- **DOCUMENT SEGMENT**
§
A review of local and national statistics shows the rate of sexual attacks
on New York City students by other students or by staff members is nearly
four times the national average and more than twice that for schools in
urban areas. New York City's rate of 37 sexual incidents per 100,000
students is more than double that of the Los Angeles Unified School
District, the country's second largest.
Sexual incidents reported in the city's school system — a category that
covers a variety of acts, from sexual grabbing and groping to sexual
abuse, rape and sodomy — have jumped 13 percent this year, to 354
incidents, and the rise last year was even sharper.
Experts offer various explanations for New York City's high rate. The size
of the school system itself — 1.1 million students in 1,189 schools —
presents opportunities for sexual offenses. More rigorous reporting
methods in New York and older national statistics may also affect
comparisons.
Nationally, the rate of sexual incidents reported in exceptionally large
schools is more than three times the rate in schools with only a few
hundred students. And some New York schools range from prekindergarten
through eighth grade, putting sexually aware teenagers in close proximity
to far younger students.
§
[Lines of data]
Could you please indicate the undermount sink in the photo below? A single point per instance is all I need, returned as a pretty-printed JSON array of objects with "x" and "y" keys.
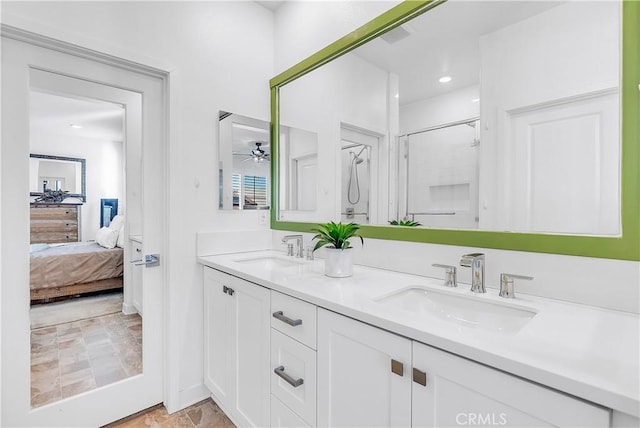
[
  {"x": 269, "y": 262},
  {"x": 462, "y": 310}
]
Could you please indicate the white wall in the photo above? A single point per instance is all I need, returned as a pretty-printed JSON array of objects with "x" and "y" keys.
[
  {"x": 546, "y": 63},
  {"x": 220, "y": 55},
  {"x": 105, "y": 172},
  {"x": 322, "y": 102},
  {"x": 599, "y": 282},
  {"x": 439, "y": 110}
]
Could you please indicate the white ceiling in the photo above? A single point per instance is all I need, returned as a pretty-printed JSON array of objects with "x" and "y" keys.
[
  {"x": 445, "y": 41},
  {"x": 272, "y": 5},
  {"x": 53, "y": 114}
]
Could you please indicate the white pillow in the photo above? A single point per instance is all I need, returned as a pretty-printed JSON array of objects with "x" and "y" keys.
[
  {"x": 107, "y": 237},
  {"x": 120, "y": 242},
  {"x": 116, "y": 222}
]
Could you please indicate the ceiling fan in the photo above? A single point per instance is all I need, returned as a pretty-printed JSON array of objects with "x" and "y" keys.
[{"x": 257, "y": 154}]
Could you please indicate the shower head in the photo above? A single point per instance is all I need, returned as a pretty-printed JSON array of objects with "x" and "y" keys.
[{"x": 357, "y": 157}]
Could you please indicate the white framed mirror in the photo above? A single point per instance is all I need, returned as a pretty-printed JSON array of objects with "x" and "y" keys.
[{"x": 57, "y": 173}]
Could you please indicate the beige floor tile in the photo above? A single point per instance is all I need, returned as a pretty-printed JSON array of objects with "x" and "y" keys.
[
  {"x": 70, "y": 343},
  {"x": 47, "y": 366},
  {"x": 45, "y": 398},
  {"x": 111, "y": 376},
  {"x": 67, "y": 379},
  {"x": 45, "y": 331},
  {"x": 78, "y": 387},
  {"x": 72, "y": 358},
  {"x": 74, "y": 367}
]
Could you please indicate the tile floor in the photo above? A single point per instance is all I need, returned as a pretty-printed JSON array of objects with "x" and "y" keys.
[
  {"x": 203, "y": 414},
  {"x": 75, "y": 357}
]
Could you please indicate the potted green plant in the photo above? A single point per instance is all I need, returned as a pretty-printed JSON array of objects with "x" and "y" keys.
[
  {"x": 408, "y": 223},
  {"x": 338, "y": 262}
]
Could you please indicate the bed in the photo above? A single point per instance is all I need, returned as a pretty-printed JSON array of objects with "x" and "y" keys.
[{"x": 59, "y": 270}]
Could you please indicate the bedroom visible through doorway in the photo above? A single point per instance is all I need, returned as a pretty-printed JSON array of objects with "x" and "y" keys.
[{"x": 81, "y": 337}]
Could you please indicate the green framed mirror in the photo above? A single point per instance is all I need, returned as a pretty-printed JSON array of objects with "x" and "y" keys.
[{"x": 616, "y": 200}]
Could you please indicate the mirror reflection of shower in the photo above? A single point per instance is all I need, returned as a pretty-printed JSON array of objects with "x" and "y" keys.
[
  {"x": 356, "y": 182},
  {"x": 440, "y": 165}
]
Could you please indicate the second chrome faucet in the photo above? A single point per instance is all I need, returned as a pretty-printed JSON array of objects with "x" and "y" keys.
[
  {"x": 299, "y": 250},
  {"x": 476, "y": 262}
]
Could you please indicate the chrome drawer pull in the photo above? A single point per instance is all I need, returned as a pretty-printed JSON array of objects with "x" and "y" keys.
[
  {"x": 279, "y": 315},
  {"x": 291, "y": 381}
]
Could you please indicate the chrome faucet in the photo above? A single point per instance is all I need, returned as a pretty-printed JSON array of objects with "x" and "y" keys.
[
  {"x": 299, "y": 250},
  {"x": 476, "y": 262}
]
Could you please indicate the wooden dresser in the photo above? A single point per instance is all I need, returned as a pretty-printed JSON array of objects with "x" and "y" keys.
[{"x": 51, "y": 223}]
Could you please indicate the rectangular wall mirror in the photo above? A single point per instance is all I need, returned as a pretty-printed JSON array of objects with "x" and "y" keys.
[
  {"x": 245, "y": 160},
  {"x": 494, "y": 124},
  {"x": 60, "y": 173}
]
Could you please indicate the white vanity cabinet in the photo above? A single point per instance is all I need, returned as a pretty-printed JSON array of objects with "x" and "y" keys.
[
  {"x": 363, "y": 374},
  {"x": 370, "y": 377},
  {"x": 236, "y": 347},
  {"x": 293, "y": 362}
]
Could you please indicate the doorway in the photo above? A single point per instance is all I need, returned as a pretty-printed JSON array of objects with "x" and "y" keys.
[
  {"x": 26, "y": 65},
  {"x": 81, "y": 337}
]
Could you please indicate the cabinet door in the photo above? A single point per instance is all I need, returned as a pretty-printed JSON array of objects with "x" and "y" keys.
[
  {"x": 357, "y": 385},
  {"x": 459, "y": 392},
  {"x": 250, "y": 353},
  {"x": 218, "y": 376}
]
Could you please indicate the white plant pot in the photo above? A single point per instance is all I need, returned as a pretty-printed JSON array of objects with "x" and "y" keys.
[{"x": 338, "y": 263}]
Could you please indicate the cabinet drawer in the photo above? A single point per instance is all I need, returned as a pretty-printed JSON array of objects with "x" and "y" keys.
[
  {"x": 54, "y": 213},
  {"x": 296, "y": 384},
  {"x": 284, "y": 417},
  {"x": 294, "y": 317}
]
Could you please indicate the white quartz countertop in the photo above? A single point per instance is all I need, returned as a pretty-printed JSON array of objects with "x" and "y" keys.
[{"x": 584, "y": 351}]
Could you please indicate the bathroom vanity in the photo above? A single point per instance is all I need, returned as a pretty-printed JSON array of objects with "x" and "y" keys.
[{"x": 287, "y": 346}]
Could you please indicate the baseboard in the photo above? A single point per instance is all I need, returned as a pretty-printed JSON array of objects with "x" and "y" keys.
[
  {"x": 128, "y": 309},
  {"x": 192, "y": 395}
]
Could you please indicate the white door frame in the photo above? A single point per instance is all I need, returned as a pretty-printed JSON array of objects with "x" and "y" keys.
[{"x": 14, "y": 232}]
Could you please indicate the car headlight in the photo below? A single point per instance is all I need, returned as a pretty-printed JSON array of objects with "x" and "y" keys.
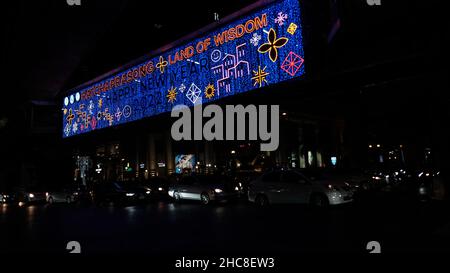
[{"x": 331, "y": 187}]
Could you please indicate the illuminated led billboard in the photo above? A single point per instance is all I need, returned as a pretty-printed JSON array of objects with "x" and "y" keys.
[{"x": 260, "y": 49}]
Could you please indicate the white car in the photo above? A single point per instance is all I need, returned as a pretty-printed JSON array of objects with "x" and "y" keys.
[
  {"x": 204, "y": 189},
  {"x": 291, "y": 186}
]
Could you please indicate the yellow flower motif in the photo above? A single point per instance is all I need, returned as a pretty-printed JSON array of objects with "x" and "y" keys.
[
  {"x": 292, "y": 28},
  {"x": 273, "y": 45},
  {"x": 260, "y": 76},
  {"x": 172, "y": 95},
  {"x": 162, "y": 64},
  {"x": 210, "y": 91}
]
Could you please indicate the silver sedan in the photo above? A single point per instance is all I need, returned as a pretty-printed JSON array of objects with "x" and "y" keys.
[
  {"x": 291, "y": 186},
  {"x": 204, "y": 189}
]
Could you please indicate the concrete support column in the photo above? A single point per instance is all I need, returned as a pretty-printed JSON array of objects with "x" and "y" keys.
[
  {"x": 170, "y": 161},
  {"x": 151, "y": 156},
  {"x": 137, "y": 159}
]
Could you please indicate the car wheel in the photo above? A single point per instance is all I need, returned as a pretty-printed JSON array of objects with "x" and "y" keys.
[
  {"x": 204, "y": 197},
  {"x": 262, "y": 200},
  {"x": 365, "y": 186},
  {"x": 319, "y": 201},
  {"x": 176, "y": 196}
]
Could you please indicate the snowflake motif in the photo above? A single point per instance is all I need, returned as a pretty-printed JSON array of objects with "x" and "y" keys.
[
  {"x": 182, "y": 88},
  {"x": 118, "y": 114},
  {"x": 172, "y": 95},
  {"x": 91, "y": 107},
  {"x": 67, "y": 129},
  {"x": 281, "y": 18},
  {"x": 255, "y": 39},
  {"x": 193, "y": 93}
]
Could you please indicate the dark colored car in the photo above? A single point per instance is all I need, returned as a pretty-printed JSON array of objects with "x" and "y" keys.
[
  {"x": 118, "y": 192},
  {"x": 242, "y": 180},
  {"x": 30, "y": 196},
  {"x": 7, "y": 197},
  {"x": 69, "y": 194}
]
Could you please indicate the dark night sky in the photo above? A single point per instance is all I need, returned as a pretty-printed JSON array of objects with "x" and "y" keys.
[{"x": 49, "y": 46}]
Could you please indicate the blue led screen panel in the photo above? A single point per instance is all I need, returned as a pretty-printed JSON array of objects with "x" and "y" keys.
[{"x": 262, "y": 48}]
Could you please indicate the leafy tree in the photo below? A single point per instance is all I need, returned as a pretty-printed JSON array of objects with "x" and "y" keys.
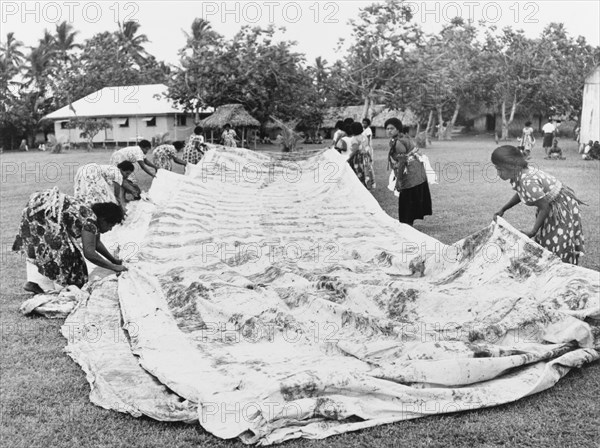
[
  {"x": 89, "y": 127},
  {"x": 375, "y": 60}
]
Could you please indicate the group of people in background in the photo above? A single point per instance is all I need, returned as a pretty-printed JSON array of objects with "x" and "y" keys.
[
  {"x": 354, "y": 141},
  {"x": 59, "y": 232}
]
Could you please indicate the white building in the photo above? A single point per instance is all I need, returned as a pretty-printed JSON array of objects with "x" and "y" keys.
[
  {"x": 135, "y": 112},
  {"x": 590, "y": 111}
]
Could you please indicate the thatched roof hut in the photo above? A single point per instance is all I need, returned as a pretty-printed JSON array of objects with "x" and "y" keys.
[{"x": 234, "y": 114}]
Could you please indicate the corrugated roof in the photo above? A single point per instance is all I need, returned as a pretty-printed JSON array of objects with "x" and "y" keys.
[{"x": 121, "y": 101}]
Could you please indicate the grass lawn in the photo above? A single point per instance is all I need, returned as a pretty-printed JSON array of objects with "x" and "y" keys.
[{"x": 44, "y": 395}]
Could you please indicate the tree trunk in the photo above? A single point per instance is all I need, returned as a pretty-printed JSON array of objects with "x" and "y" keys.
[
  {"x": 428, "y": 128},
  {"x": 366, "y": 107},
  {"x": 506, "y": 122},
  {"x": 448, "y": 132}
]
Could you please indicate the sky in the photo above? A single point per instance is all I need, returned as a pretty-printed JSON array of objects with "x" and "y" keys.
[{"x": 316, "y": 26}]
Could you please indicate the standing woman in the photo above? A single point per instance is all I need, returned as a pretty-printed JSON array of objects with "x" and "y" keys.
[
  {"x": 102, "y": 183},
  {"x": 134, "y": 154},
  {"x": 164, "y": 155},
  {"x": 195, "y": 147},
  {"x": 229, "y": 136},
  {"x": 527, "y": 139},
  {"x": 557, "y": 224},
  {"x": 57, "y": 234},
  {"x": 411, "y": 179},
  {"x": 359, "y": 157}
]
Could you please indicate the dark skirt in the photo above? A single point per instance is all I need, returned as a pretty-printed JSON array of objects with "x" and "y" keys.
[{"x": 414, "y": 203}]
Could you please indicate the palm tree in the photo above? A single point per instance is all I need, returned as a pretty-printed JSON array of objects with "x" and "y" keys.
[
  {"x": 12, "y": 54},
  {"x": 64, "y": 40},
  {"x": 130, "y": 44},
  {"x": 201, "y": 34}
]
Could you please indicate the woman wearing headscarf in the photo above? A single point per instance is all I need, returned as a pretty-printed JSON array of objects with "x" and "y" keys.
[{"x": 414, "y": 201}]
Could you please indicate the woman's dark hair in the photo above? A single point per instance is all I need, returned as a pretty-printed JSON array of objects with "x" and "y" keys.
[
  {"x": 126, "y": 165},
  {"x": 355, "y": 128},
  {"x": 394, "y": 122},
  {"x": 109, "y": 211},
  {"x": 144, "y": 144},
  {"x": 509, "y": 156}
]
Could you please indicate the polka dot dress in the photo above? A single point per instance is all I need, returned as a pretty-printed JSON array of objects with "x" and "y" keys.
[{"x": 561, "y": 232}]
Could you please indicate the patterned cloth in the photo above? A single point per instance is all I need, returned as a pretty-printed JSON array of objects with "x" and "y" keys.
[
  {"x": 163, "y": 156},
  {"x": 94, "y": 183},
  {"x": 228, "y": 138},
  {"x": 51, "y": 224},
  {"x": 562, "y": 232},
  {"x": 193, "y": 150},
  {"x": 361, "y": 161}
]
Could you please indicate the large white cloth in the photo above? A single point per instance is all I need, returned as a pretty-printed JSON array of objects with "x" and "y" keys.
[{"x": 281, "y": 309}]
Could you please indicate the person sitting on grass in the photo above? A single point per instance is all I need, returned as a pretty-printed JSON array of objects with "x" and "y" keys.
[
  {"x": 557, "y": 224},
  {"x": 165, "y": 154},
  {"x": 50, "y": 223}
]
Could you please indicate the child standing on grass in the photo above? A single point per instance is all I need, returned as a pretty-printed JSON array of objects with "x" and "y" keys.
[
  {"x": 527, "y": 139},
  {"x": 558, "y": 222}
]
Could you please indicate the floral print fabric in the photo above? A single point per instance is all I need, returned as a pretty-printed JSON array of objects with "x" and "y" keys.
[{"x": 50, "y": 225}]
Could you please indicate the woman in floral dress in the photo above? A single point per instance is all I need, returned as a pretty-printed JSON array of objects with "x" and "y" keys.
[
  {"x": 58, "y": 231},
  {"x": 164, "y": 155},
  {"x": 229, "y": 136},
  {"x": 102, "y": 183},
  {"x": 195, "y": 147},
  {"x": 414, "y": 201},
  {"x": 558, "y": 222}
]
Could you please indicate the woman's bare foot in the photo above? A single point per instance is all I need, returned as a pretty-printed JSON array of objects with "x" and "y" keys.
[{"x": 33, "y": 287}]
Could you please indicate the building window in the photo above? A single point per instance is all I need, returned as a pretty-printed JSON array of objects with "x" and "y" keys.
[
  {"x": 150, "y": 121},
  {"x": 181, "y": 120}
]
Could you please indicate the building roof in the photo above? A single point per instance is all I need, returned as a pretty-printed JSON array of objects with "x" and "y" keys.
[
  {"x": 122, "y": 101},
  {"x": 379, "y": 114},
  {"x": 234, "y": 114}
]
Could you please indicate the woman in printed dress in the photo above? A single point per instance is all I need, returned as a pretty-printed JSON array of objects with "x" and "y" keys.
[
  {"x": 527, "y": 139},
  {"x": 102, "y": 183},
  {"x": 557, "y": 225},
  {"x": 414, "y": 201},
  {"x": 195, "y": 147},
  {"x": 359, "y": 157},
  {"x": 58, "y": 232},
  {"x": 164, "y": 155},
  {"x": 229, "y": 136}
]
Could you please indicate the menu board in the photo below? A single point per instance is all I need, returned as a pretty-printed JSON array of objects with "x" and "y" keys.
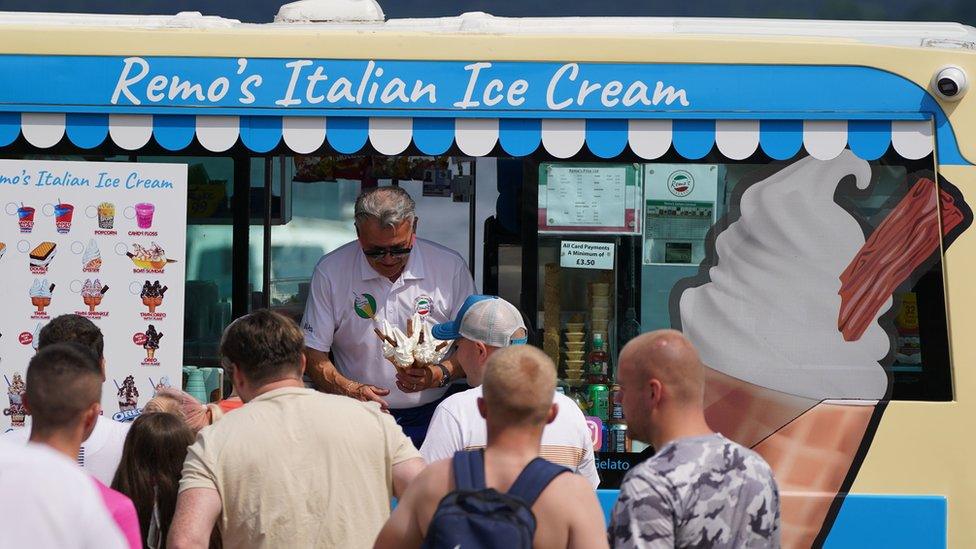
§
- **SET OF TASKS**
1. Count the lines in the entries that contain the string "building", treating uppercase and lowercase as different, and give only the number.
2. Proceed with the article on sexual incidents in New York City schools, writing on from its final sentence.
The text and the entries have no connection to each other.

- **FINAL RESULTS**
1. 3

2.
New York City's annual rate of 37 offenses per 100,000 students covers
general education classes and excludes special education and alternative
programs. The most recent comparable national rate is fewer than 10 per
100,000 students in all public schools and 14 per 100,000 students in
urban schools. The Los Angeles school system's own police department
reported 109 sexual incidents last year, a rate of 15 per 100,000
students.
Schools Chancellor Harold O. Levy, who took over in January 2000 said it
was unfair to compare recent city data with national trends, because of
differences in reporting methods and definitions of sexual misconduct from
state to state.
Mr. Levy said that left the national studies open to error because
principals had incentives to not report incidents and students often
failed to do so. New York City's numbers, which are based on actual
reports to the police, are more reliable, he said.
A review of New York City's experience with sexual offenses in the schools
in recent years makes clear, however, that a rash of sexual incidents this
spring was far from an anomaly. In one of those cases, a teacher charged
last month with six counts of assault had been investigated in previous
years because of a report of sexual misconduct.
On Friday, two boys, ages 10 and 11, were arrested and charged with
first-degree sodomy and first-degree sexual abuse of a 5-year-old girl at
Public School 221 in Brooklyn. Police officials said the incidents
occurred in the school, a 1,100-student elementary school in Crown
Heights, over two days earlier last week.
Although the rate of sexual attacks reported in New York schools has risen
in the last two years to about two per day, nearly every other type of
crime in the city's public schools has declined.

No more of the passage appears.